Extracted records:
BEGIN
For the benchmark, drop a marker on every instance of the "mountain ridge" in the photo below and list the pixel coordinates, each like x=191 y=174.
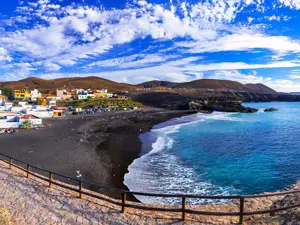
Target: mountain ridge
x=215 y=84
x=93 y=82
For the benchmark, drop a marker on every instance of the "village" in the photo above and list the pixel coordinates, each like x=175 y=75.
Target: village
x=25 y=109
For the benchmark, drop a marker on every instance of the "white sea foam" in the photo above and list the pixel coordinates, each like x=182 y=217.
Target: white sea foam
x=159 y=171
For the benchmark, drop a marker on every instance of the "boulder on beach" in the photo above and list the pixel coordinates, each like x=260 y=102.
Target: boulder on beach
x=270 y=110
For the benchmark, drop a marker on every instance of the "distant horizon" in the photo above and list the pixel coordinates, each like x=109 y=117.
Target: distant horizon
x=134 y=41
x=32 y=77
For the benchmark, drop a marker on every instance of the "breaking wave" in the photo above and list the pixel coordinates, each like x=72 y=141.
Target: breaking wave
x=160 y=171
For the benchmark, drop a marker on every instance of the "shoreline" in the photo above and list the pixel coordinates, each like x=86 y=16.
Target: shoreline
x=101 y=146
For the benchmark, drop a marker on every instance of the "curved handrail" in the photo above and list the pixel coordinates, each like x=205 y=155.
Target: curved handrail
x=240 y=213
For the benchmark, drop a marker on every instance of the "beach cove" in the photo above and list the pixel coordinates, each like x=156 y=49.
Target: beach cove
x=100 y=146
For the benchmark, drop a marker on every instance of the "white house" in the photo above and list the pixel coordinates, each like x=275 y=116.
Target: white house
x=35 y=94
x=34 y=120
x=9 y=121
x=85 y=96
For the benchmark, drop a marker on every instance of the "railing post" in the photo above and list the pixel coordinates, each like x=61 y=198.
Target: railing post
x=183 y=208
x=50 y=179
x=242 y=200
x=80 y=189
x=28 y=169
x=123 y=202
x=10 y=163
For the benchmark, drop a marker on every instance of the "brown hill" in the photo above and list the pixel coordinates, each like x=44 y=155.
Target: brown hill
x=157 y=84
x=260 y=88
x=68 y=83
x=223 y=85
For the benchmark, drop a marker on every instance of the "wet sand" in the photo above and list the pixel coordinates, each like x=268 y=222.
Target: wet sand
x=101 y=146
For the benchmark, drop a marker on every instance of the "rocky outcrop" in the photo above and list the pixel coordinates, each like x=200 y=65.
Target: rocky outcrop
x=270 y=110
x=219 y=105
x=174 y=101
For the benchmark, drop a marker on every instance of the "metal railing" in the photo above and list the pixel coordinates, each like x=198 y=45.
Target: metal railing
x=123 y=193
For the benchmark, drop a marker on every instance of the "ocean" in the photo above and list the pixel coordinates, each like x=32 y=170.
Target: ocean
x=219 y=154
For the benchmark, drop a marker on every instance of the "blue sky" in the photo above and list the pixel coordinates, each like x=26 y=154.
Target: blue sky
x=250 y=41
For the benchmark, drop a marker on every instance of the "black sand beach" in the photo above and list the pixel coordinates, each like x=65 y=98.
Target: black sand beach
x=101 y=146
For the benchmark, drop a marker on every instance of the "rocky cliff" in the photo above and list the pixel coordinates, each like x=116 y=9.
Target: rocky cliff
x=208 y=101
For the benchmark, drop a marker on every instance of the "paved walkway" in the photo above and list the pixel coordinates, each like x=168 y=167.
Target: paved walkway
x=30 y=201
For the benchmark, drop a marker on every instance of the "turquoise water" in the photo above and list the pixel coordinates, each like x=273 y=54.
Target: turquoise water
x=222 y=153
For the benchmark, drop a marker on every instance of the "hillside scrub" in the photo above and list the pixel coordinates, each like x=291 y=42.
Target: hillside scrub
x=101 y=103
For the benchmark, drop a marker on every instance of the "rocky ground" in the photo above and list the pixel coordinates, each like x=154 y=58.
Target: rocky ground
x=31 y=201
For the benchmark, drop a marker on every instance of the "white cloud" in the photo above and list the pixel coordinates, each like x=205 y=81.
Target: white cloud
x=4 y=55
x=244 y=41
x=67 y=35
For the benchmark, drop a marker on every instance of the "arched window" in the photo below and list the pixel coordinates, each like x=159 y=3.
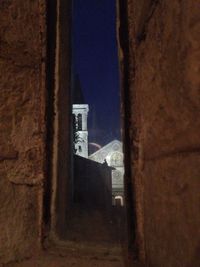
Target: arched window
x=79 y=122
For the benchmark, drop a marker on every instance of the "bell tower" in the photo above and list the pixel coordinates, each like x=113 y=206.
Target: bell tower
x=80 y=113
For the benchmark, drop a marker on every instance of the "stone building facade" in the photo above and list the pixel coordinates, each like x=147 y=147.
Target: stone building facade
x=159 y=53
x=80 y=113
x=112 y=154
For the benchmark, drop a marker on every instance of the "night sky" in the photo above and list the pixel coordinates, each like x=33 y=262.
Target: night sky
x=95 y=60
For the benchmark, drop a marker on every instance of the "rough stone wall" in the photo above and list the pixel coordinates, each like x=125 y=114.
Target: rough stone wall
x=22 y=126
x=165 y=83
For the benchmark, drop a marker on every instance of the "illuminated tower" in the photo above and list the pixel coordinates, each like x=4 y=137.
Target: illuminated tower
x=80 y=113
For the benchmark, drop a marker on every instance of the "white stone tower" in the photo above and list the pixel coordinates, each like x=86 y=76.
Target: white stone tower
x=80 y=113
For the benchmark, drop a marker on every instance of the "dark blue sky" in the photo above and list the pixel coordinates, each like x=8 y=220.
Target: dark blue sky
x=95 y=60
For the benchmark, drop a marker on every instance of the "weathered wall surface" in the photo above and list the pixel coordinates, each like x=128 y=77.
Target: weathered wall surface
x=22 y=126
x=165 y=56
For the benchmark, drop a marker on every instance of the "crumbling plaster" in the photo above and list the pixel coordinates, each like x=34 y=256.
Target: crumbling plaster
x=163 y=70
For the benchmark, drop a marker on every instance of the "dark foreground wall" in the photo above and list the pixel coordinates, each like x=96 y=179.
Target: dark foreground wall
x=165 y=56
END
Transcribe all of the lines above word for word, leaving out the pictures.

For the benchmark, drop a marker on every instance of the "mountain ridge" in the photo below and list the pixel coordinates, each like x=191 y=174.
Target: mountain ridge
x=215 y=84
x=93 y=82
For the benchmark, drop a marker on every instance of the "village" in the photo above and list the pixel coordinates, each like x=175 y=75.
Target: village
x=25 y=109
For the benchmark, drop a marker on every instance of the "white sea foam" in the photo above and list the pixel coordinates, each like x=182 y=217.
Target: white sea foam
x=159 y=171
For the benchmark, drop a marker on every instance of the "boulder on beach" in the photo above and list the pixel coordinates, each like x=260 y=102.
Target: boulder on beach
x=270 y=110
For the benchmark, drop a marker on every instance of the "distant horizon" in the photo above and list the pixel coordinates, each like x=109 y=117.
Target: distant horizon
x=134 y=41
x=32 y=77
For the benchmark, drop a marker on every instance of the "breaking wave" in the photo above and list the pixel coordinates, each like x=72 y=141.
Target: breaking wave
x=160 y=171
For the benchmark, drop a marker on every instance of the "shoreline" in the photo above and list the pixel coordinates, each like x=86 y=16.
Target: shoreline
x=101 y=146
For the benchmark, drop a marker on every instance of the "curved handrail" in the photo above and list the pixel coordinates, each like x=205 y=155.
Target: curved handrail
x=240 y=213
For the benchmark, drop a marker on every instance of the "beach cove" in the photo above and list the pixel coordinates, each like x=156 y=49.
Target: beach cove
x=100 y=146
For the benchmark, drop a marker on every instance of the "white house" in the photo above and list the pixel coordinates, each like x=275 y=116.
Target: white house
x=35 y=94
x=34 y=120
x=9 y=121
x=85 y=96
For the benchmark, drop a marker on every instance of the "railing post" in the photo above and list the pixel coordinates, each like x=61 y=198.
Target: railing post
x=183 y=208
x=50 y=179
x=242 y=200
x=80 y=189
x=28 y=169
x=123 y=202
x=10 y=163
For the benchmark, drop a marker on every instance of the "brown hill" in the photo above and list the pixel coordinates, each like x=44 y=155.
Target: brown hill
x=157 y=84
x=260 y=88
x=68 y=83
x=223 y=85
For the benchmark, drop a marker on every instance of the "wet sand" in the photo above and list the pixel coordinates, each like x=268 y=222.
Target: wet sand
x=101 y=146
For the benchmark, drop a marker on every instance of the "rocky outcrop" in the photo above and list the pixel coordinates, each like x=200 y=65.
Target: rocky outcrop
x=270 y=110
x=219 y=105
x=174 y=101
For the benchmark, drop a marker on every instance of the "metal railing" in the photo above and list the pixel coordinates, each like x=198 y=45.
Target: metal railing
x=123 y=193
For the benchmark, drop a marker on every instance of the "ocean" in the photo above and list the pixel coordinates, each like x=32 y=170.
Target: ocean
x=219 y=154
For the benchmark, drop a marker on every instance of the "blue sky" in the photo above and list the pixel coordinates, each like x=26 y=154.
Target: blue sky
x=250 y=41
For the benchmark, drop a marker on every instance of the "black sand beach" in the photo above and list the pixel coordinates, each like x=65 y=98.
Target: black sand beach
x=101 y=146
For the benchmark, drop a marker on every instance of the "rocky cliff" in the photo above and list the pixel coordinates, each like x=116 y=9.
Target: rocky cliff
x=208 y=101
For the benchmark, drop a marker on every instance of the "paved walkway" in the photo above and list the pixel coordinates, each like x=168 y=167.
Target: paved walkway
x=30 y=201
For the benchmark, drop a marker on every instance of the "turquoise water" in the photo above and list the pixel coordinates, each like x=273 y=54.
Target: turquoise water
x=222 y=153
For the benchmark, drop a marker on every instance of the "hillside scrub" in the photo above and list the pixel coordinates, each like x=291 y=42.
Target: hillside scrub
x=101 y=103
For the benchmark, drop a marker on every instance of the "rocky ground" in the photo above and list the pixel coordinates, each like x=154 y=58.
Target: rocky ground
x=31 y=201
For the benchmark, drop a marker on every instance of the "white cloud" in the photo above and list the pixel coordinates, each like x=205 y=81.
Target: white cloud
x=4 y=55
x=244 y=41
x=67 y=35
For the benchmark, drop a marker on every instance of the "arched window" in the photo below and list the pixel coordinates, each like x=159 y=3.
Target: arched window
x=79 y=122
For the benchmark, drop a marker on every instance of the "bell tower" in the photo above and list the pixel coordinates, each like x=113 y=206.
Target: bell tower
x=80 y=113
For the benchmark, drop a marker on every instance of the "stone building facade" in the photo above and list the pixel coordinates, each like x=147 y=147.
Target: stone building facade
x=159 y=53
x=80 y=113
x=112 y=154
For the benchmark, drop a marker on every instance of the "night sky" in the photo above and list the pixel coordinates, each like x=33 y=262.
Target: night sky
x=95 y=60
For the benchmark, drop a marker on every instance of the "rough stone wall" in the photo above and list the pixel coordinates, each like x=125 y=114.
Target: rough stone wall
x=22 y=126
x=165 y=83
For the benchmark, drop a marker on every instance of the "illuminated tower" in the photo above and list the pixel coordinates, each like x=4 y=137.
Target: illuminated tower
x=80 y=113
For the benchmark, drop a marker on every instance of the "white stone tower" in the photo above and list the pixel coordinates, each like x=86 y=76.
Target: white stone tower
x=80 y=113
For the benchmark, drop a marker on every instance of the "dark blue sky" in the photo above and list the pixel coordinates, each like x=8 y=220.
Target: dark blue sky
x=95 y=60
For the benchmark, drop a marker on every instance of the "weathered wall surface" in the photo above and list the pixel coordinates, each like x=128 y=77.
Target: weathered wall surface
x=22 y=126
x=165 y=56
For the benchmark, drop a marker on every instance of the "crumbling plaster" in the photo above and list the pixel coordinates, each like x=34 y=256.
Target: crumbling plaster
x=163 y=70
For the benchmark, drop a marker on every instance of the "dark foreground wall" in the photo above and list the pixel coordinates, each like x=96 y=179.
Target: dark foreground wall
x=165 y=56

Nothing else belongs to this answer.